● **Set exercise**
Rescale the data from the line with "Exercise. Point out every instance of the red" up to and including the line with "x=1155, y=157". Reproduce all of those lines, requests included, multiplying each answer coordinate by 0.6 and rounding to whole numbers with halves rounded up, while leaving the requests and their sample coordinates unchanged.

++++ Items

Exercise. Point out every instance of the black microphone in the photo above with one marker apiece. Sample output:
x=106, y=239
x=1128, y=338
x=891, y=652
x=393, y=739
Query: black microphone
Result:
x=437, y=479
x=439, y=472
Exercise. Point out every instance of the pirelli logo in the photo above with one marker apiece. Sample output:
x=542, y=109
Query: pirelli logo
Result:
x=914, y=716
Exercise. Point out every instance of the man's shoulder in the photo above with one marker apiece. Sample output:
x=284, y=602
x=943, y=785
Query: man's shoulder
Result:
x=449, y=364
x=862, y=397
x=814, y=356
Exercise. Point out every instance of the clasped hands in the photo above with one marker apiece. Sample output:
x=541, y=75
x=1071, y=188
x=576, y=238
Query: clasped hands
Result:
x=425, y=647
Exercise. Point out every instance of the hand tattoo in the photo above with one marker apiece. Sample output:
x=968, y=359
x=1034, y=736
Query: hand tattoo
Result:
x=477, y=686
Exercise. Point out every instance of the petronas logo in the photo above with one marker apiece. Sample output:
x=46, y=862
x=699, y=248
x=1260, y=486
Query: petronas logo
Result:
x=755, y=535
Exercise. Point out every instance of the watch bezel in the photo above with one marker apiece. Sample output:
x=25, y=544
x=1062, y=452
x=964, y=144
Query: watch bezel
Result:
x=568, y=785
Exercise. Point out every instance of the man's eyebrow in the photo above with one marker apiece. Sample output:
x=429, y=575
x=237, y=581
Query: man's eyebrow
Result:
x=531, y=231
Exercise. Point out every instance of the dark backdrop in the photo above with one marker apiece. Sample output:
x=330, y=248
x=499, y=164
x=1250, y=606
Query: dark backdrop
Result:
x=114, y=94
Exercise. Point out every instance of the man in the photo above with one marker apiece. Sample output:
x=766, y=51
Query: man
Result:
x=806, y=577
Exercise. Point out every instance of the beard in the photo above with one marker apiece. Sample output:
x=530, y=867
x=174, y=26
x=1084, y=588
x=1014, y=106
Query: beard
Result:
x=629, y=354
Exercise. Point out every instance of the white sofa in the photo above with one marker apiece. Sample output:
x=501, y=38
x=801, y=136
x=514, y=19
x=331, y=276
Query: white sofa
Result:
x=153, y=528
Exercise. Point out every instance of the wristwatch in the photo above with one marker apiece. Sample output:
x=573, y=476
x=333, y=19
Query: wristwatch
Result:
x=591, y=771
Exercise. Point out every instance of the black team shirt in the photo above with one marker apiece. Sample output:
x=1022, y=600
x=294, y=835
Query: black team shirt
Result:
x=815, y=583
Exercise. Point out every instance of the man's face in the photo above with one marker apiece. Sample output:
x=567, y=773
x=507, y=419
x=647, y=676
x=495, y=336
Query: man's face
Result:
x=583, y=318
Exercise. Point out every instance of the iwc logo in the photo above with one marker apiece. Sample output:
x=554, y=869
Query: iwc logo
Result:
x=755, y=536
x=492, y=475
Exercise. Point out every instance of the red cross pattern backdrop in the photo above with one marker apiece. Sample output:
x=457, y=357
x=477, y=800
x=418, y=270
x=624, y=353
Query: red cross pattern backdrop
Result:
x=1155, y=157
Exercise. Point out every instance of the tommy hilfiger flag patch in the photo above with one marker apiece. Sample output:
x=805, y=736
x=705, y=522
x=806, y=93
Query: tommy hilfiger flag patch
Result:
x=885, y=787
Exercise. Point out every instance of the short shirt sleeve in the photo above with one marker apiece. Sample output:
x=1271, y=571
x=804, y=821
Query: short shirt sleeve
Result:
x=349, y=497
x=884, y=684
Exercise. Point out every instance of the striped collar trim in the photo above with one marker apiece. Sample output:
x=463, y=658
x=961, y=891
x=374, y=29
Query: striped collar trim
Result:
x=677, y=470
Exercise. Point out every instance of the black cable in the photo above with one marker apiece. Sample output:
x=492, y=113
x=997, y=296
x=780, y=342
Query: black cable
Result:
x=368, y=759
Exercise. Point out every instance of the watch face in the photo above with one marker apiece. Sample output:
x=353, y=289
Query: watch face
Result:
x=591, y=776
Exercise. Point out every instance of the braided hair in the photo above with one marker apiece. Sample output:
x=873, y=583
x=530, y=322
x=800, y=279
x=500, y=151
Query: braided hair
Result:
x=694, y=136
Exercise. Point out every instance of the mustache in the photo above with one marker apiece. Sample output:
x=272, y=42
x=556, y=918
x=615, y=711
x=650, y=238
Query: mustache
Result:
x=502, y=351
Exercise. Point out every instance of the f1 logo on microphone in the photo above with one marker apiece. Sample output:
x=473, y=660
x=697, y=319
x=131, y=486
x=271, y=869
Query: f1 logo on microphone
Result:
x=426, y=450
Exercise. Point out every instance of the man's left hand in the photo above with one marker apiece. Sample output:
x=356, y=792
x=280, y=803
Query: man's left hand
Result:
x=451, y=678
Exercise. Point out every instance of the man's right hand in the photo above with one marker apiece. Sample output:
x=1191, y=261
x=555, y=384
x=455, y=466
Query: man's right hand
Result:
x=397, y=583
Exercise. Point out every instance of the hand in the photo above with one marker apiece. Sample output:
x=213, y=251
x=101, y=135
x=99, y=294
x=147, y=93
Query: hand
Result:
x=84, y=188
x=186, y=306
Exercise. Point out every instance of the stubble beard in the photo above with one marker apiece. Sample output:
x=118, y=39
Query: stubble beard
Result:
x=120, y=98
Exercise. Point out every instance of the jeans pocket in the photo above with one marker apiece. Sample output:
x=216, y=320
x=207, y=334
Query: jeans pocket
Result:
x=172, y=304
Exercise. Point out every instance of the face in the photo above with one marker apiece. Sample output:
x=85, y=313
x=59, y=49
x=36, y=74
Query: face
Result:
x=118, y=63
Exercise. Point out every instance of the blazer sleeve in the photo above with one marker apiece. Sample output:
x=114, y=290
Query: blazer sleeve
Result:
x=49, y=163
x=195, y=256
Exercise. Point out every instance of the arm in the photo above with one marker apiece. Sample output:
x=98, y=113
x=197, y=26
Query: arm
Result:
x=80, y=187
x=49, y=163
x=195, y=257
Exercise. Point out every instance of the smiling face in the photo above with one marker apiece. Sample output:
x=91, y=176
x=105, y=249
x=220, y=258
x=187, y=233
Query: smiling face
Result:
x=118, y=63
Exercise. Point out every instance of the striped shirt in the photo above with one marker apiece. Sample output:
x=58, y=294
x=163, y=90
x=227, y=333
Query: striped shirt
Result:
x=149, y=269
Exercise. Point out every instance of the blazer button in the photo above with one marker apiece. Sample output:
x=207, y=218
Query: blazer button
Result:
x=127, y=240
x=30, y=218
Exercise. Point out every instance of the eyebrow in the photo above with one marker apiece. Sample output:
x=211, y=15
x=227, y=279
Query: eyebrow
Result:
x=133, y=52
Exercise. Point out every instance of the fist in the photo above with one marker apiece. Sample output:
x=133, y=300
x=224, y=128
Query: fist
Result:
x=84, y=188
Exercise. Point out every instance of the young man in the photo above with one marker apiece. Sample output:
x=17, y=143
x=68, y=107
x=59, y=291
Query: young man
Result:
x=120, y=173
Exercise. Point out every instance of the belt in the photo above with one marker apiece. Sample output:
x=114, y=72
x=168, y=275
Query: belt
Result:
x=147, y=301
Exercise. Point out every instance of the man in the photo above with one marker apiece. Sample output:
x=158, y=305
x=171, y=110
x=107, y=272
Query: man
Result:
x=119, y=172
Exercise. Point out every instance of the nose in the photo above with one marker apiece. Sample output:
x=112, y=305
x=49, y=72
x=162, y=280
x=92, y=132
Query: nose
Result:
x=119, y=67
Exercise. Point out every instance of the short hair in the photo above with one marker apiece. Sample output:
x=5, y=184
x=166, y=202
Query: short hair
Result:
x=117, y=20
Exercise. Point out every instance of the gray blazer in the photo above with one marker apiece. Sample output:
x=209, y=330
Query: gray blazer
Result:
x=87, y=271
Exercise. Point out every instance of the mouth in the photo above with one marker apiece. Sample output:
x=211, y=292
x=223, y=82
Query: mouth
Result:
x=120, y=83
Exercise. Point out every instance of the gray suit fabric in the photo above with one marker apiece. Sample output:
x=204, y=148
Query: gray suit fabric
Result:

++++++++

● **Answer**
Exercise. Point out every instance of the red cross pattern backdrop in the photo above with one marker apiece. Sample output:
x=457, y=357
x=477, y=800
x=418, y=270
x=624, y=353
Query: red cross pattern backdrop
Result:
x=693, y=94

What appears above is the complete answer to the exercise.